[Rows from a dataset]
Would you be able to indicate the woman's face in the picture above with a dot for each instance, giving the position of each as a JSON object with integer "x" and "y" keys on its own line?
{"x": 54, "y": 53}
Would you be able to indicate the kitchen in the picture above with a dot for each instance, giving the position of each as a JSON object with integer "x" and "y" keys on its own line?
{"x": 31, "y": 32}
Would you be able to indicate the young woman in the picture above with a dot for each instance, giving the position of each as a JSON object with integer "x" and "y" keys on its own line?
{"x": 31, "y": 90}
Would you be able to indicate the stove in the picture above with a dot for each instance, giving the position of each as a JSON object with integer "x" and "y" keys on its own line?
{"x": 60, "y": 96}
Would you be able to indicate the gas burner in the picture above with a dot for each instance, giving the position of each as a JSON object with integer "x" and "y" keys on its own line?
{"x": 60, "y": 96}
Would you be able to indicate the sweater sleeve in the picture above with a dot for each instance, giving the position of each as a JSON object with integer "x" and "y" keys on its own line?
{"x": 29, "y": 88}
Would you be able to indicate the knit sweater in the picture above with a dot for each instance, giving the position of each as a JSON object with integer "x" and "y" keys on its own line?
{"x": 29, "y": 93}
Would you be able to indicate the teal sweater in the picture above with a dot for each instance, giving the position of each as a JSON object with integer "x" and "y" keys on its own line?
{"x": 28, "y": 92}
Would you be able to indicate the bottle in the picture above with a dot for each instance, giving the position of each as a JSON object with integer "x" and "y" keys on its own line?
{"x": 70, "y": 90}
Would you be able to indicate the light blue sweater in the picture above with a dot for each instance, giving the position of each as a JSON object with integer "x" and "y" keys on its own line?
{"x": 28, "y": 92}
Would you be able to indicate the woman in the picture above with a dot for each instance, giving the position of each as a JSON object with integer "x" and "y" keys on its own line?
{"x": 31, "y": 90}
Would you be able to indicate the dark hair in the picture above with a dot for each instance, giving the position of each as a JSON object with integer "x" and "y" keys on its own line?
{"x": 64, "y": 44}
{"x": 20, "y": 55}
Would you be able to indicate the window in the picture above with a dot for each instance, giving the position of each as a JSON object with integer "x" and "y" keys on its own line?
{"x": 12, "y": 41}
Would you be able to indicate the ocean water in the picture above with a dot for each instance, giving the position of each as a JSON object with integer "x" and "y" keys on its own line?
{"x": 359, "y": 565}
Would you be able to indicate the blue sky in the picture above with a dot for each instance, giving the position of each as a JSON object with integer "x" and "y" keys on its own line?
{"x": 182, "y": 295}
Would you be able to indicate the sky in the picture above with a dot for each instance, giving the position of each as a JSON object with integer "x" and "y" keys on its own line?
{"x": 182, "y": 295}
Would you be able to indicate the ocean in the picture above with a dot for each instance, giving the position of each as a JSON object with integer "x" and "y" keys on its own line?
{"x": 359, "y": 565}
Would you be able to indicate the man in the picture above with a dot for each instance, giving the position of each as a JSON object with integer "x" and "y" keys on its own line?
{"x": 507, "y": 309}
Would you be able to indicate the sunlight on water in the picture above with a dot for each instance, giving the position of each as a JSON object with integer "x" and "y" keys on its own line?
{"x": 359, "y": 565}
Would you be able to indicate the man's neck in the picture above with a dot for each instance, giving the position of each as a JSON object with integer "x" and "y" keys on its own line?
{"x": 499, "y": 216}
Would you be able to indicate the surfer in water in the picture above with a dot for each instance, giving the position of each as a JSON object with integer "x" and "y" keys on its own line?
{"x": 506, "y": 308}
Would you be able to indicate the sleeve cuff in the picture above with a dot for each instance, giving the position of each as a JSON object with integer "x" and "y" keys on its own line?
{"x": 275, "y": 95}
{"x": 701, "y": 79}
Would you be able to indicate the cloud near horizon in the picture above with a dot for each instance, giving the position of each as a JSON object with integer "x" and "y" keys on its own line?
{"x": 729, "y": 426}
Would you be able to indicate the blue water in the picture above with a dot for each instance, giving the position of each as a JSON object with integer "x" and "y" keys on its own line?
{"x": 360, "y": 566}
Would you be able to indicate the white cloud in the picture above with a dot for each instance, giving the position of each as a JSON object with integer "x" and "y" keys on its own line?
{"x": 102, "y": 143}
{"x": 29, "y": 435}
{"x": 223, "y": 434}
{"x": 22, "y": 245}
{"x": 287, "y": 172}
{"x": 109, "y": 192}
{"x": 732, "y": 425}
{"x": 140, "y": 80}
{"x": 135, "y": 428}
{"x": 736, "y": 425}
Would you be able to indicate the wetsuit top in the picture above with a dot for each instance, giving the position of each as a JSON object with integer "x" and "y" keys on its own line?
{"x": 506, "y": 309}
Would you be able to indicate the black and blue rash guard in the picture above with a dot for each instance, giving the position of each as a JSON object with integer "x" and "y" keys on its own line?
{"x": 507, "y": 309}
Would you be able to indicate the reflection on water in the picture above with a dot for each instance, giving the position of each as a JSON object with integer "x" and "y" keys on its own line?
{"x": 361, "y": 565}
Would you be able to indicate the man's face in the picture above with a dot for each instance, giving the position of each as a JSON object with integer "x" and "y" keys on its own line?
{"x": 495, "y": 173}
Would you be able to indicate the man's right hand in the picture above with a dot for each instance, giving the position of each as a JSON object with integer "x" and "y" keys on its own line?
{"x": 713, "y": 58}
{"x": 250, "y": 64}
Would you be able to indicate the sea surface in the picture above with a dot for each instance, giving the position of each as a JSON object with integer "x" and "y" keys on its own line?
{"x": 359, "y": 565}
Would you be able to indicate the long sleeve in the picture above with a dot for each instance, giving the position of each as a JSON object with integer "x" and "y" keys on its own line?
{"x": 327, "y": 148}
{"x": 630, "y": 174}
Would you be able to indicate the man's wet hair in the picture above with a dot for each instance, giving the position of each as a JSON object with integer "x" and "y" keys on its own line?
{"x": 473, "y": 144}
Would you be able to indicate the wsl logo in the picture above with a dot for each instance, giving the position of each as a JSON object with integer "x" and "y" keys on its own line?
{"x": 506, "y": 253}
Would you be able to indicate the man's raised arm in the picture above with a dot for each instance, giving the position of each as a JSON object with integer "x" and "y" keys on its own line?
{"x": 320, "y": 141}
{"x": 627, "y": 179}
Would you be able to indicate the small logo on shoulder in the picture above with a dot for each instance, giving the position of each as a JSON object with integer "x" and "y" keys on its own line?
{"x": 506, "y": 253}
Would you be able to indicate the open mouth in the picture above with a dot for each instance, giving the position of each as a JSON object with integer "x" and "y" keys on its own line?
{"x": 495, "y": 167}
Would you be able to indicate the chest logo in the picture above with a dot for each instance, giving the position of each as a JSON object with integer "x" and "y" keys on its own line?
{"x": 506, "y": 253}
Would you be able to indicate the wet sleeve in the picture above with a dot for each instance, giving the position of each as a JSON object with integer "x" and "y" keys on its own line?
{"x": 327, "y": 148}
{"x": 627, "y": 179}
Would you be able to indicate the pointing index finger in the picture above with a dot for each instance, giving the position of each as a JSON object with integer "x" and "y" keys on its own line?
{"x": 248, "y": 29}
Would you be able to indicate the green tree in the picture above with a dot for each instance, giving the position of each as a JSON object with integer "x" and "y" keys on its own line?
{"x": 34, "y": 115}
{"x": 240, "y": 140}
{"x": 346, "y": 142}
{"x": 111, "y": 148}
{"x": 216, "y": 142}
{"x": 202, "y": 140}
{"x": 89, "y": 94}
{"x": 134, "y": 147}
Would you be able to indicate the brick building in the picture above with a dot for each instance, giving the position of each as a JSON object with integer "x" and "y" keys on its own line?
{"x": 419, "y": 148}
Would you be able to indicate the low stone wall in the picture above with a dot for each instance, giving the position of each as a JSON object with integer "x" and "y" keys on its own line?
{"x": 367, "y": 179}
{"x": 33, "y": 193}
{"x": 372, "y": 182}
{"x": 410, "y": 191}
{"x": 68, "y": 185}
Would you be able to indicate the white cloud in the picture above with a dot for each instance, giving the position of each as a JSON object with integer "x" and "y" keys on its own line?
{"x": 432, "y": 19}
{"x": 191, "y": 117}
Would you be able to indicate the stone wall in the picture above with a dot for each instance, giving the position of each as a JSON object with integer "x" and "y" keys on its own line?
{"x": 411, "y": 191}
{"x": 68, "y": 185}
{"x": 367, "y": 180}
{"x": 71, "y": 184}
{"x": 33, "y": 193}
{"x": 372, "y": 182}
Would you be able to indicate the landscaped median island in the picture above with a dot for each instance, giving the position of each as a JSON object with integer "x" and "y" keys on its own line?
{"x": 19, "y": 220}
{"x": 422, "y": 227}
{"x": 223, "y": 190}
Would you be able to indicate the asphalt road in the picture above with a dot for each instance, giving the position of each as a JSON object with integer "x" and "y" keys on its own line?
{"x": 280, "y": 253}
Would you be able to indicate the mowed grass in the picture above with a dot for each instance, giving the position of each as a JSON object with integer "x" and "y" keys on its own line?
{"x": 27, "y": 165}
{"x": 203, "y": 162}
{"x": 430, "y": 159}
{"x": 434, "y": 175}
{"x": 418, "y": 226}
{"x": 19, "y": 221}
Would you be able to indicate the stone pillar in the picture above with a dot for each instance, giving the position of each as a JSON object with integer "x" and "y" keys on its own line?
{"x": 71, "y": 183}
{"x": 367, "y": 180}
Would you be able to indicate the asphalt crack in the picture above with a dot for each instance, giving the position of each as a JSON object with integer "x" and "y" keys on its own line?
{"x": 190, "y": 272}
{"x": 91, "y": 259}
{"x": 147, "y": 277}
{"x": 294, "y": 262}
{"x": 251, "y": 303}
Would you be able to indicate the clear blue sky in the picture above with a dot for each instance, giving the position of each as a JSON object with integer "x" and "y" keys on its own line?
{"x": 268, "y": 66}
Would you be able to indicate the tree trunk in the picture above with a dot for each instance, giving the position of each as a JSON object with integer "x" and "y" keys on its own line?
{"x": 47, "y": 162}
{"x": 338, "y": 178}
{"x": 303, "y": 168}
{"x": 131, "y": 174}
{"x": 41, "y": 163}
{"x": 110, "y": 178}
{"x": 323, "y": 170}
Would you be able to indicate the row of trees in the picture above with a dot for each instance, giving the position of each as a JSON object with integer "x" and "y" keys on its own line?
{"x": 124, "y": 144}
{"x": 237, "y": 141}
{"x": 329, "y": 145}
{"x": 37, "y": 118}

### Task prompt
Only the lines from the one that contains "Would you be able to indicate the clear" through the last line should be repeated, each exactly as it stands, with both ends included.

### Exercise solution
Would you be able to indicate the clear blue sky in the picture above with a dot for each instance, giving the position of each as a JSON object with integer "x" and "y" keys on its own line?
{"x": 268, "y": 66}
Would you be able to indicate the tree trunk in the picture above with a dot for each instance, giving the position of each as a JSON object with integer "x" and "y" keys on its own line?
{"x": 47, "y": 162}
{"x": 338, "y": 178}
{"x": 303, "y": 168}
{"x": 131, "y": 174}
{"x": 41, "y": 163}
{"x": 110, "y": 178}
{"x": 323, "y": 170}
Would you be able to indicate the row of trees in the picture above with a dot for each instance, giving the position of each as a JSON object with integer "x" and "y" keys on its own line?
{"x": 124, "y": 144}
{"x": 237, "y": 141}
{"x": 329, "y": 145}
{"x": 37, "y": 118}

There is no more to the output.